■ Short exercise 1
Answer these questions from the interview on India's foreign relations, one per line.
(a) Who represented Russia at the G20?
(b) What does the Indian press call Russian MiGs?
(c) What does Modi want as his foreign policy legacy?
■ Short exercise 2
Resume the interview on India's foreign relations, starting right after its final sentence.

■ Passage to read
## START

So I think that it was important that you got a formulation that allowed a communique to be agreed upon by all G20 members in attendance, by the way, including Russia, which was represented by foreign minister Sergei Lavrov. But it was also important under India’s presidency of the G20, that the description of Russia, Ukraine came in the context of something that has the sensibilities of the global south and isn’t Russia, Ukraine dominates the headlines all year long because that’s not the way any of the global south actually feels.

Preet Bharara:

It occurs to me to ask you this question as we talk about India and Russia and China, the United States and the complicated sort of chess game or dance that unfolds between and among those countries. Where does Pakistan fall into that whole dynamic as either an ally or an adversary of the United States, and certainly as an adversary to India, particularly with respect to how everyone deals with Russia? Does that question make sense?

Ian Bremmer:

Yeah. It has become a subsidiary problem to the China problem. Pakistan, of course, used to have a much closer relationship with the United States. Pakistan is now overwhelmingly supported economically by China and is much more tightly aligned strategically with China. India’s relationship with China, as I mentioned, is deeply broken and confrontational. And India sees Pakistan as a component of that problem. There is obviously a direct India-Pakistan dynamic that plays out in terms of Muslim extremism and territorial disputes and water disputes. But the biggest reality is the context of the China relationship.

Preet Bharara:

I feel like as I was growing up and being from India and living in the United States and wanting the country of my birth and the country that gave me everything else to be allies and friends with each other, but then Pakistan was friendly to the United States. It was largely about the Russian equation. Is that just kind of out of the picture?

Ian Bremmer:

It’s really out of the picture. I mean, India, of course, historically had a very strong defense relationship with the Soviet Union, and that continued when the Soviet Union collapsed with Russia. That relationship has degraded dramatically in the last two years of the Ukraine war, in part because India is developing a closer strategic relationship with the United States. That is including strong defense agreements, including willingness to allow the Indians to produce fairly advanced componentry for military capabilities with the United States. So that’s a big win for them. But in part because Russian military technology, which was never very good, and their MiGs are colloquially referred to as flying coffins in the Indian press because there’ve been so many crashes and malfunctions of Indian pilots on training missions.

They can’t get the spare parts for this military equipment going forward. The Russians are focused on their own war. They have huge supply chain problems. So I mean, if you’re India, you don’t mind buying lots of oil inexpensively from Russia because oil is oil. It’s unrefined, and you’re doing the refining in India and you’re selling it on for a profit anyway. But on the military side, there are lots of reasons why that relationship is going away.

Preet Bharara:

Isn’t part of it also, there’s some drift between the United States and Pakistan because of arguably Pakistan sponsorship of terrorism-

Ian Bremmer:

Terrorism.

Preet Bharara:

… and harboring of Osama bin Laden, and is that a rift that is reputable or not?

Ian Bremmer:

It’s hard to imagine in the sense that the US India relationship has become so overwhelmingly strategic. It is much more important than it used to be. Modi, who has no real domestic challenges in the near term, has decided that he wants a much stronger US relationship to be his global legacy, his foreign policy legacy for his premiership. So for all of those reasons, it’s very hard to see a badly governed, deeply corrupt, very poor, kind of small Pakistan being significantly improved its relations with the United States. Especially now that the US has left Afghanistan. I mean that piece no longer is relevant. The US needed Pakistan to a much greater degree when that provides potentially useful intelligence and also does or does not put American soldiers in harm’s way on the ground in Afghanistan. That’s all over.

## END

■ Dataset section
## START

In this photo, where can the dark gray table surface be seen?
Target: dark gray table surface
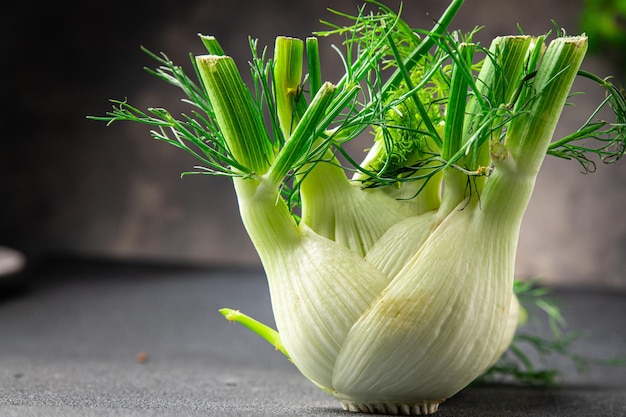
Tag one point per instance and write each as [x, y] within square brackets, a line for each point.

## END

■ Written reply 1
(a) Foreign Minister Sergei Lavrov
(b) Flying coffins
(c) A much stronger relationship with the United States

■ Written reply 2
Preet Bharara:

Yeah. I should ask you then, since you raised it and some time has passed and people get to reflect and be thoughtful. Since we departed Afghanistan in total, is it your view that that was the right thing to do notwithstanding the way in which the withdrawal took place?

Ian Bremmer:

It’s my view that that war went on for way too long with way too much mission creep. It was incredibly expensive.

Preet Bharara:

So the answer is yes.

Ian Bremmer:

We needed to get out, but every administration since Bush has made serious serious mistakes on the ground in Afghanistan, every administration, the principle Biden mistake was not the decision to leave, but it was, I mean, not just the mistakes that were clearly made in estimates of whether the Afghan government would be able to continue to stand up for months or years as opposed to minutes and days, but also the fact that a nominally multilateralist Biden administration, which wants so much better relations with the EU and with allies around the world, made this decision unilaterally without the necessary communications and consultations with US allies. And I’m not just talking about the Europeans here. I’m talking about Middle Eastern countries, the UAE, for example, others, and I think that that did real damage.

Preet Bharara:

Could you very briefly do some global civic education? Because you mentioned a couple of global institutions and I thought it might be nice for you to explain what they do first. The IMF, the International Monetary Fund, what is the point of that organization?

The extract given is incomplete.